Repeat each of the entries below word for word, leaving nothing out and changing nothing.

-------- LISTED ENTRIES --------

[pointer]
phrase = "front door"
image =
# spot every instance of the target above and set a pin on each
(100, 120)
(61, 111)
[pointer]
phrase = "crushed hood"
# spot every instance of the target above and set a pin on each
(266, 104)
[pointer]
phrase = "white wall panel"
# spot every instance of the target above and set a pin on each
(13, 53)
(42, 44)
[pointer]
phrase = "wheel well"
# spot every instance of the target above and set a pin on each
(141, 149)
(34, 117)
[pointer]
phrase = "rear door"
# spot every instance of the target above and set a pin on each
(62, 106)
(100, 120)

--------

(TASK SOLUTION)
[pointer]
phrase = "front door"
image =
# spot every instance of the target above and set a pin on each
(100, 120)
(61, 111)
[pointer]
phrase = "crushed hood"
# spot every instance of the target above and set a pin on each
(266, 104)
[pointer]
phrase = "white wall panel"
# spot every instance of the target above and set a pin on each
(13, 53)
(42, 44)
[pointer]
phrase = "wheel well"
# spot every instance of the target above and set a pin on each
(141, 149)
(34, 117)
[pointer]
phrase = "rear door"
# spot every instance of the target above and set a pin on each
(62, 106)
(100, 120)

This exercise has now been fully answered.